(Saved data)
## start

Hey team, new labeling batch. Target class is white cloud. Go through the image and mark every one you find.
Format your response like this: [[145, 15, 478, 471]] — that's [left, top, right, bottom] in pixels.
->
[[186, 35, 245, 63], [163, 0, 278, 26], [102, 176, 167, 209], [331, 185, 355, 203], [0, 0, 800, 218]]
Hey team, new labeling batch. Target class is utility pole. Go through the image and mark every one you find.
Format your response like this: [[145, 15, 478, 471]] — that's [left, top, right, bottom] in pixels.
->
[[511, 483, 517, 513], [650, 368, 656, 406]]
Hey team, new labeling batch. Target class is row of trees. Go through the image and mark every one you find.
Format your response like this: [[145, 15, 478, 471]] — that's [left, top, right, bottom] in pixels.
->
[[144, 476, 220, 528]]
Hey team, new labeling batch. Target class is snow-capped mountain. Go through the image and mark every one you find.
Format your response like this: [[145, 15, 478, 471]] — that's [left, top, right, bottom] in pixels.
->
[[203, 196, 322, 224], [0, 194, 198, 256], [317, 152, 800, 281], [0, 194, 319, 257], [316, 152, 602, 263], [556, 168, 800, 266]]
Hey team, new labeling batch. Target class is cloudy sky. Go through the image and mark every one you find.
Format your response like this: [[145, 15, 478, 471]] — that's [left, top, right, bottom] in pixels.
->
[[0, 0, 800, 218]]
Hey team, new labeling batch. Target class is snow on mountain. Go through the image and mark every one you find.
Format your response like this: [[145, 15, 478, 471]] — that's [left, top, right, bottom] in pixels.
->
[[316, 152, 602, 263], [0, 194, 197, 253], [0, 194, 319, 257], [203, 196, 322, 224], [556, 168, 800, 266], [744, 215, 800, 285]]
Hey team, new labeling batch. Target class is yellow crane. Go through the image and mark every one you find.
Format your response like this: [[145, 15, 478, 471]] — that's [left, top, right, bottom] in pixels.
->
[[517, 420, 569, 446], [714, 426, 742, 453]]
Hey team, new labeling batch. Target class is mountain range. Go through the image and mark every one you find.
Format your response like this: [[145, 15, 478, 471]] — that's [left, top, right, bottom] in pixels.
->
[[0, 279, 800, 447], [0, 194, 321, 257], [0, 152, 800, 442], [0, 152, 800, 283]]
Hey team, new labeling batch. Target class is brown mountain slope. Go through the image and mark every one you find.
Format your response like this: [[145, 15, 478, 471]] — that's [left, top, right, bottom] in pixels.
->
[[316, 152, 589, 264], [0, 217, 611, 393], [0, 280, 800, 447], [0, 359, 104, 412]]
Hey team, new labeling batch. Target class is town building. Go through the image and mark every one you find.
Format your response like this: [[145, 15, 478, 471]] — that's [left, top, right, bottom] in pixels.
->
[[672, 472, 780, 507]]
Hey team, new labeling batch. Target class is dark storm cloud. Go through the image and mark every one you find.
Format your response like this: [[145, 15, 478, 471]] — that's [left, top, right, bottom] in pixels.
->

## end

# Stated problem
Rewrite all of the records above, changing "Target class" to "Object category" and keeping every other part the same.

# Solution below
Hey team, new labeling batch. Object category is white cloud. Go through the image and mark every one you find.
Format your response like this: [[145, 15, 478, 471]] — that's [left, top, right, bottom] in pixels.
->
[[186, 35, 245, 63], [163, 0, 278, 26], [102, 176, 167, 209], [331, 185, 355, 203], [0, 0, 800, 218]]
Hey team, new labeling batch. Object category is utility pole. Go through the image and mark every one you find.
Format your response like this: [[145, 15, 478, 471]] — that's [left, top, right, bottom] in pixels.
->
[[511, 483, 517, 513], [650, 368, 656, 406]]
Hey team, new labeling batch. Object category is row of trees. Go through the image and mark every one you find.
Format your response like this: [[145, 15, 478, 471]] — that's [left, top, right, bottom] in pixels.
->
[[144, 476, 220, 528]]
Hey team, new labeling batch. Object category is snow-capped mountain. Go through the image and mark every one you find.
Format your response like this: [[145, 15, 478, 471]] — that's [left, top, right, bottom] in pixels.
->
[[203, 196, 322, 224], [0, 194, 198, 256], [317, 152, 800, 281], [0, 194, 319, 257], [316, 152, 602, 263], [556, 168, 800, 266]]
Hey team, new labeling batch. Object category is cloudy sky. Go through the image and mark every one you find.
Format your response like this: [[145, 15, 478, 471]] — that's [left, top, right, bottom] in pixels.
->
[[0, 0, 800, 218]]
Hey team, new labeling batch. Object category is snow on mountain. Go through the image and mark every one you find.
Format your response like this: [[145, 15, 478, 471]] — that's [left, top, right, bottom] in pixels.
->
[[316, 152, 602, 263], [0, 194, 197, 253], [0, 194, 319, 257], [203, 196, 322, 224], [556, 168, 800, 266], [744, 215, 800, 285]]
Hey team, new labeling batch. Object category is yellow crane. Go through the image and mark every one you find.
Format your response like this: [[145, 15, 478, 471]] — that's [left, top, right, bottom] in pixels.
->
[[517, 420, 569, 446], [714, 426, 742, 453]]
Hey team, new labeling batch. Object category is mountain range. Go through the image and mark every one you find.
Format your response like this: [[145, 15, 478, 471]] — that's [left, top, right, bottom] in pixels.
->
[[0, 279, 800, 447], [0, 194, 321, 257], [0, 152, 800, 442], [0, 152, 800, 283]]
Hey team, new labeling batch. Object category is brown mountain slope. Go through the image and mark every one you find.
Format your response like this: [[145, 15, 478, 471]] — that's [left, top, right, bottom] in pixels.
->
[[316, 152, 589, 264], [0, 217, 611, 393], [0, 280, 800, 447], [0, 359, 104, 412]]
Hey team, new labeling batch. Object category is town building. Go through the image and mark every one you find.
Format your response like this: [[145, 15, 478, 471]] — that's [left, top, right, bottom] in pixels.
->
[[672, 472, 780, 507]]
Hey team, new labeling batch. Object category is dark storm cloud. Go through the image and mark every one you find.
Format your response like this: [[145, 15, 478, 471]] — that's [left, top, right, bottom] in pixels.
->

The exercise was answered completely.